PASSAGE>
These small kindnesses were, however, not enough to make up for the long years in which his isolation was absolute, and he had, moreover, been subjected to the kind of “enhanced interrogation techniques” authorized by the Office of Legal Counsel in memos released by the Obama administration two weeks ago, which, as confirmed in a Senate Armed Services Committee report (PDF) published last week, migrated to Guantánamo and to Bagram in Afghanistan, and were then adopted in Iraq.
In al-Marri’s case, after a year and a half awaiting a trial in a federal court, following his arrest in December 2001, the first 16 months that he spent as an “enemy combatant” took place in a state of almost unprecedented isolation, which, outside of the horrors endured by the “high-value detainees” in CIA custody, was shared only by the other two US “enemy combatants,” Yasser Hamdi and Jose Padilla, and a handful of prisoners in Guantánamo. His isolation was such that, according to a psychiatric assessment conducted on behalf of his lawyers, he began suffering from “severe damage to his mental and emotional well-being, including hypersensitivity to external stimuli, manic behavior, difficulty concentrating and thinking, obsessional thinking, difficulties with impulse control, difficulty sleeping, difficulty keeping track of time, and agitation.”
As his lawyers also explained in court documents filed last May, during this period interrogators told him that “they would send him to Egypt or to Saudi Arabia to be tortured and sodomized and forced to watch as his wife was raped in front of him,” and threatened to make him “disappear so that no one would know where he was.” They also explained,
He was denied any contact with the world outside, including his family, his lawyers, and the Red Cross. All requests to see, speak to, or communicate with Mr. al-Marri were ignored or refused. Mr. al-Marri’s only regular human contact during that period was with government officials during interrogation sessions, or with guards when they delivered trays of food through a slot in his cell door, escorted him to the shower, or took him to a concrete cage for “recreation.” The guards had duct tape over their name badges and did not speak to Mr. al-Marri except to give him orders.
As a result of this treatment, it was understandable that many commentators — myself included — wondered how much truth there was to the government’s allegations against al-Marri, especially as it was claimed that he had connections to Khalid Sheikh Mohammed, the self-confessed architect of the 9/11 attacks, who had been seized in the months before al-Marri was declared an “enemy combatant,” and who, we now know from the OLC’s torture memos, was subjected to waterboarding (an ancient torture technique that involves controlled drowning) 183 times in March 2003.
Nevertheless, on Thursday, in a federal courtroom in Peoria, Ali al-Marri accepted a plea agreement entered before District Judge Michael Mihm, and “admitted to one count of conspiring to provide material support or resources to a foreign terrorist organization,” as the Los Angeles Times described it, adding, “He spoke softly and smiled occasionally as Mihm read aloud a timeline that described Marri’s attendance at terrorist training camps in Pakistan and his research into cyanide compounds and other chemical agents.”

TASK DESCRIPTION> Type out the al-Marri passage word for word between "As a result" and "in March 2003.", inclusive. The items that come after this text have nothing to do with it.

Collected data entries
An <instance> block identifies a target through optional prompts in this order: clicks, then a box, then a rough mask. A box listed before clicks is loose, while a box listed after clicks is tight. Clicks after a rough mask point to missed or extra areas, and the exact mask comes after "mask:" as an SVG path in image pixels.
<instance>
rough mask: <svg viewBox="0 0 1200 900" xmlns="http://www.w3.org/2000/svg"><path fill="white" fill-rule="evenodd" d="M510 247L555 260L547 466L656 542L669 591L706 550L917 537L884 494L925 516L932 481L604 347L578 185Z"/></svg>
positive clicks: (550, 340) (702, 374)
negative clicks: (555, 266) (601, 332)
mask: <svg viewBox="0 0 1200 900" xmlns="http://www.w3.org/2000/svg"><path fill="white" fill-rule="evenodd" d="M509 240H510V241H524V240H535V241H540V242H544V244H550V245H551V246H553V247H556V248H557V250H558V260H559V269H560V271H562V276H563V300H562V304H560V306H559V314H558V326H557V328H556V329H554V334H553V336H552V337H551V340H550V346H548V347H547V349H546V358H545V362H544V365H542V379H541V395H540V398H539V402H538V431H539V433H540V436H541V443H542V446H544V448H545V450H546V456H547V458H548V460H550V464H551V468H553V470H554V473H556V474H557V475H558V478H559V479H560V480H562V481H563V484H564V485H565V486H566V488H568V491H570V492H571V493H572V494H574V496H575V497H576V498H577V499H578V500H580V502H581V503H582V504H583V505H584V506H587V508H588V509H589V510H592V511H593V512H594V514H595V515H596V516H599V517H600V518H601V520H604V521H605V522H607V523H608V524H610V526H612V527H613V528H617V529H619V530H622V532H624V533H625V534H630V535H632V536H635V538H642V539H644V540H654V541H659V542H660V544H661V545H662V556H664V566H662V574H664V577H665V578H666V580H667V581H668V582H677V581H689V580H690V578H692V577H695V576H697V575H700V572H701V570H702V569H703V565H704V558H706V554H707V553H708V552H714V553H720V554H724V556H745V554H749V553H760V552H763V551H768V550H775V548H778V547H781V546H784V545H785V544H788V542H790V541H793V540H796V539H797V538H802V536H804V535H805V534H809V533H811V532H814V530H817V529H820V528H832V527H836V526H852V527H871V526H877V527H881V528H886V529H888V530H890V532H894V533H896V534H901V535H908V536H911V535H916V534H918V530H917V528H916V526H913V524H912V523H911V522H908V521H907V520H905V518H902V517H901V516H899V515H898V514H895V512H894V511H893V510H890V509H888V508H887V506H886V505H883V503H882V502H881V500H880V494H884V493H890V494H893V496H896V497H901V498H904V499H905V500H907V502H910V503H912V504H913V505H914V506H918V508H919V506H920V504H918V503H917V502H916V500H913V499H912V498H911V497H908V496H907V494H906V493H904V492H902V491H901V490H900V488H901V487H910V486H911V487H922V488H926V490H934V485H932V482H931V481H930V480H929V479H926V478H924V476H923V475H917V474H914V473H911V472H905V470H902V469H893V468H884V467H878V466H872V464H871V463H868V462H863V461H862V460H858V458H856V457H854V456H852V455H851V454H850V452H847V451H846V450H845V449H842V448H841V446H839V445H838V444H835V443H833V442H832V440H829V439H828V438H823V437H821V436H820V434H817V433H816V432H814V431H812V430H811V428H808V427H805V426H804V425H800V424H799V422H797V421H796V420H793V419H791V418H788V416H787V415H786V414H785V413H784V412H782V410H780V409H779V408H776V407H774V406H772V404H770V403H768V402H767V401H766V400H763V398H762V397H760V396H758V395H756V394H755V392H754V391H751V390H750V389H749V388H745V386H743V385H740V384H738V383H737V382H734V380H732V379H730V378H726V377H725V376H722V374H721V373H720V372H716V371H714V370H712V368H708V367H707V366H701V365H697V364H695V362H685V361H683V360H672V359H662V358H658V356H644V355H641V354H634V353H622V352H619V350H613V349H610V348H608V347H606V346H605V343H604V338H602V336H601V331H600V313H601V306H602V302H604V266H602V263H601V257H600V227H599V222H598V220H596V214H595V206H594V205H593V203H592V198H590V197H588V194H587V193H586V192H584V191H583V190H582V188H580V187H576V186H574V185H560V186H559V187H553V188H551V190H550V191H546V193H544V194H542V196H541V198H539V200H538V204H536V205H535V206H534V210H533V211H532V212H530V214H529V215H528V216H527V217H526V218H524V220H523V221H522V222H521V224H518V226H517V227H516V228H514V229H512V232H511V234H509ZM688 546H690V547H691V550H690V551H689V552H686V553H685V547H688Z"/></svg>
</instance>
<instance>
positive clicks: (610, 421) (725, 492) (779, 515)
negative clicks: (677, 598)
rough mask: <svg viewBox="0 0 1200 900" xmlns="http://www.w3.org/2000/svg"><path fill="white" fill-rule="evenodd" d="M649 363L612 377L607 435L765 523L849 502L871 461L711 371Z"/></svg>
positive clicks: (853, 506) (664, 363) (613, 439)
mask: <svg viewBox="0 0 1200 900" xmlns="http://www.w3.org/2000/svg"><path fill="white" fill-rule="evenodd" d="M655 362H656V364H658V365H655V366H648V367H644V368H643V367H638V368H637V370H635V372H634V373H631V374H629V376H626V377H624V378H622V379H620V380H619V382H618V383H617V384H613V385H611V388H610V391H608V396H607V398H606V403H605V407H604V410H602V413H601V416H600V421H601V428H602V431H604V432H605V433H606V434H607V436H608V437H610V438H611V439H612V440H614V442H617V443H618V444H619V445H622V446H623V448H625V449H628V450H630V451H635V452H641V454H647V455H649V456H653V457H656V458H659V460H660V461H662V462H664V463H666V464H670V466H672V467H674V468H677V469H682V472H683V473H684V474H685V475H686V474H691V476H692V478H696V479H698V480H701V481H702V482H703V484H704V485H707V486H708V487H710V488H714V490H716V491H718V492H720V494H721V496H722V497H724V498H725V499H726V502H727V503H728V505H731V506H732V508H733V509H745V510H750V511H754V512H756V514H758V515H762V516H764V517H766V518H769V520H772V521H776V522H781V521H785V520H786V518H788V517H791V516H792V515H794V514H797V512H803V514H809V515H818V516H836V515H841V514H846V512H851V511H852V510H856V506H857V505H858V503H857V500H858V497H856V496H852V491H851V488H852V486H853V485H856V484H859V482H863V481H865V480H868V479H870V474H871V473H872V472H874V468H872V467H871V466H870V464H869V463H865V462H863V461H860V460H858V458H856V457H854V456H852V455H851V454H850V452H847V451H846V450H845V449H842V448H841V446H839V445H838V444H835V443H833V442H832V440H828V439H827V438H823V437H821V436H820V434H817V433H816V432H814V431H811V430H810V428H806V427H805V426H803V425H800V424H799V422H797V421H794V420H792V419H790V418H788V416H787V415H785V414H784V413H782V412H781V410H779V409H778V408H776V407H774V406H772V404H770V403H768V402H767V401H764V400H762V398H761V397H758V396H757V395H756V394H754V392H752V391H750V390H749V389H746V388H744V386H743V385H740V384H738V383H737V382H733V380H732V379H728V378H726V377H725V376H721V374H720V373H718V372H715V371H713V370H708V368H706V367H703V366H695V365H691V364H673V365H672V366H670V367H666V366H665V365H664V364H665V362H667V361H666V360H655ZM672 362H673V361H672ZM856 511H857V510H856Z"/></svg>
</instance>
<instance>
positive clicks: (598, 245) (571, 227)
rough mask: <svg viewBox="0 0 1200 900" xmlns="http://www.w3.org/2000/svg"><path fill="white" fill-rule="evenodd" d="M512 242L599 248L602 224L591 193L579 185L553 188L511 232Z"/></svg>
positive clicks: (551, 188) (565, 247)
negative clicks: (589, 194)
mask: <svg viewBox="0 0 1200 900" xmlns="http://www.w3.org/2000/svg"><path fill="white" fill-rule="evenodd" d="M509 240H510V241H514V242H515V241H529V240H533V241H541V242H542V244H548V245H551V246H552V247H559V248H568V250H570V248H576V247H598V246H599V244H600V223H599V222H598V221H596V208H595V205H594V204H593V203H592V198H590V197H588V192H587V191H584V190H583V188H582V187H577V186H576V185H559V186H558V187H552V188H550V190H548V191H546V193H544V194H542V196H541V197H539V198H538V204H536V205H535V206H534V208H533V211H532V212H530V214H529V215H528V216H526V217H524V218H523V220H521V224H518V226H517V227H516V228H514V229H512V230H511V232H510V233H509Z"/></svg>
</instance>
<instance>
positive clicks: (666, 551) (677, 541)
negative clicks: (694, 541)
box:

WRITTEN RESPONSE>
As a result of this treatment, it was understandable that many commentators — myself included — wondered how much truth there was to the government’s allegations against al-Marri, especially as it was claimed that he had connections to Khalid Sheikh Mohammed, the self-confessed architect of the 9/11 attacks, who had been seized in the months before al-Marri was declared an “enemy combatant,” and who, we now know from the OLC’s torture memos, was subjected to waterboarding (an ancient torture technique that involves controlled drowning) 183 times in March 2003.